Il dit comme Clemenceau : Je fais la guerre. Ne me parlez pas d’autres buts que de la gagner, c’est mon job. Cette simplification n’est qu’un sophisme. Car Churchill oublie que pour gagner cette guerre-ci, il faut d’abord gagner les peuples qui la font. Or les peuples ne s’intéressent qu’à la paix. Le meilleur moyen de perdre la guerre actuelle, c’est de n’avoir aucune autre idée que de la gagner d’abord. Car c’est n’avoir aucune idée de ce que peut signifier humainement l’expression « gagner la guerre ».

La force de Churchill est ambiguë. Elle est faite d’une part de l’attachement de la bourgeoisie à l’ordre ancien — déjà détruit dans ses assises par la guerre — et d’autre part de l’attachement des peuples à certains espoirs que permettait l’ordre ancien, malgré lui. Le seul moyen de rendre ces espoirs dynamiques et efficaces, serait de les désolidariser nettement de ce qui, dans l’ordre ancien, est déjà condamné. Mais Churchill paraît redouter les conséquences de cette déclaration. Il voit mal, ou craint de voir, la réalisation de ces espoirs. C’est pourquoi il voit mal, ou refuse de montrer ce que signifierait la victoire. D’où les erreurs de sa politique et l’inefficacité de sa propagande. Il parle aux Italiens de leur roi, qui n’est plus rien, de Mazzini et de Garibaldi, qu’ils ont oubliés, et il leur demande de revenir à l’« ordre » de 1919, qu’ils méprisent. Il n’ose pas leur dire franchement : vous êtes affamés et battus, le prix de la vie a augmenté chez vous de 42 %, l’Angleterre devient socialiste, renversez-donc votre tyran et joignez-vous à notre révolution ! Ces paroles ne seraient que trop bien entendues. Il le craint. Mais on ne peut pas remporter une victoire que l’on craint. Là encore, nous allons vers un point mort, vers une mortelle neutralisation des forces, qui n’est pas un espoir de paix réelle.

Matériel.
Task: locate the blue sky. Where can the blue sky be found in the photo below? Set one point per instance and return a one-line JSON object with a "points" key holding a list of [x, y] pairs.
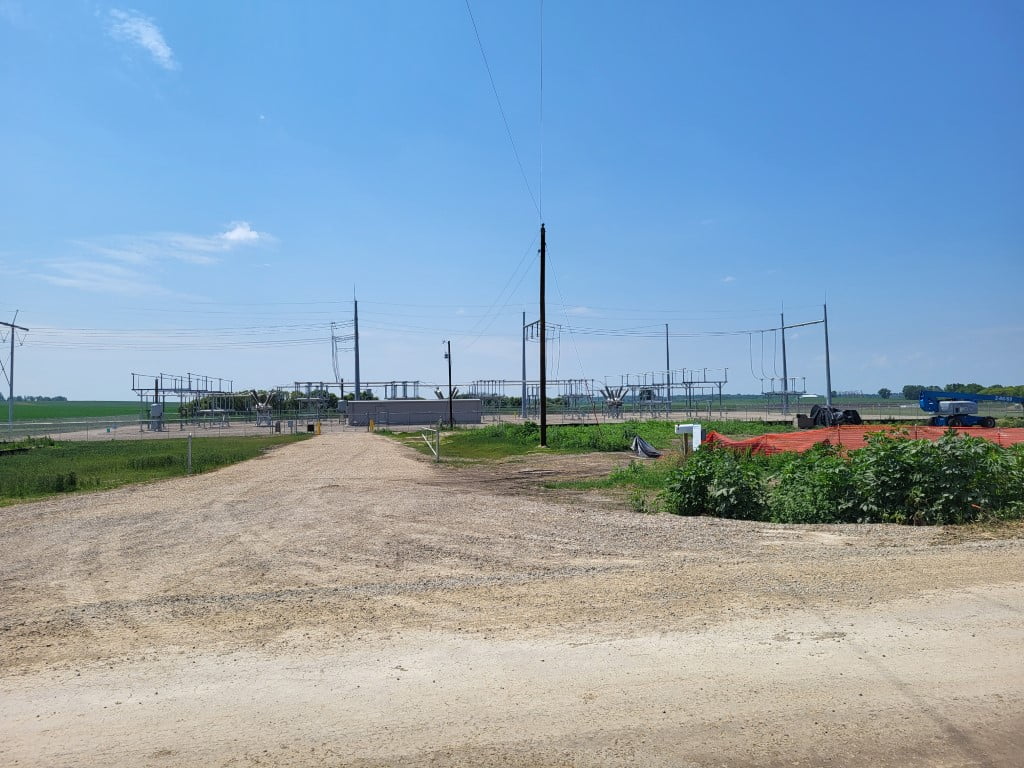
{"points": [[201, 187]]}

Consigne 1. Relevez tous les noms de personnes qui apparaissent dans le texte sur Churchill.
Consigne 2. Reprenez le texte sur Churchill à la suite de sa dernière phrase.

Réponse 1. Clemenceau, Churchill, Mazzini, Garibaldi

Réponse 2.
3. Les peuples de l’Europe

Je ne pense pas qu’il soit utile de multiplier les enquêtes pour savoir ce que pensent les peuples envahis. Car il y a peu de possibilités diverses. Il est clair que tous, dans leur écrasante majorité, souhaitent et attendent la fin du cauchemar totalitaire. Mais il est clair aussi qu’ils ne peuvent pas imaginer la suite. Ils souhaitent la victoire anglaise qui chasserait les envahisseurs. Mais ils ne croient plus à la victoire de la « démocratie » telle qu’ils l’ont connue. Certes, la présence des nazis dans l’Ouest, des Russes dans l’Est, leur fait sentir durement ce qu’est la privation de liberté, mais ils ne peuvent plus lier leur espoir de liberté aux institutions parlementaires, à la lutte des partis, au jeu secret des ploutocrates, au nationalisme verbal, à tout ce qui faisait naguère la substance de la vie politique dite démocratique. Le mot démocratie a perdu pour eux ce sens quasi mystique qu’il conserve en Amérique. (Non pas que la démocratie soit fausse ou impossible, mais aux yeux des Français, par exemple, elle a été avortée par la guerre et la défaite de son contenu d’espérance). Ils ne veulent plus d’un régime qui les a menés où ils en sont. Ils ne veulent pas davantage du régime qui prétend le remplacer. Ce régime nouveau ne pourrait être renversé pratiquement que par les Anglais. Mais les Anglais ne seront capables de triompher militairement que si les peuples vaincus se soulèvent contre leurs maîtres. Or ils ne se soulèveront pas pour rétablir la « démocratie », au sens ancien, que Churchill paraît croire suffisant.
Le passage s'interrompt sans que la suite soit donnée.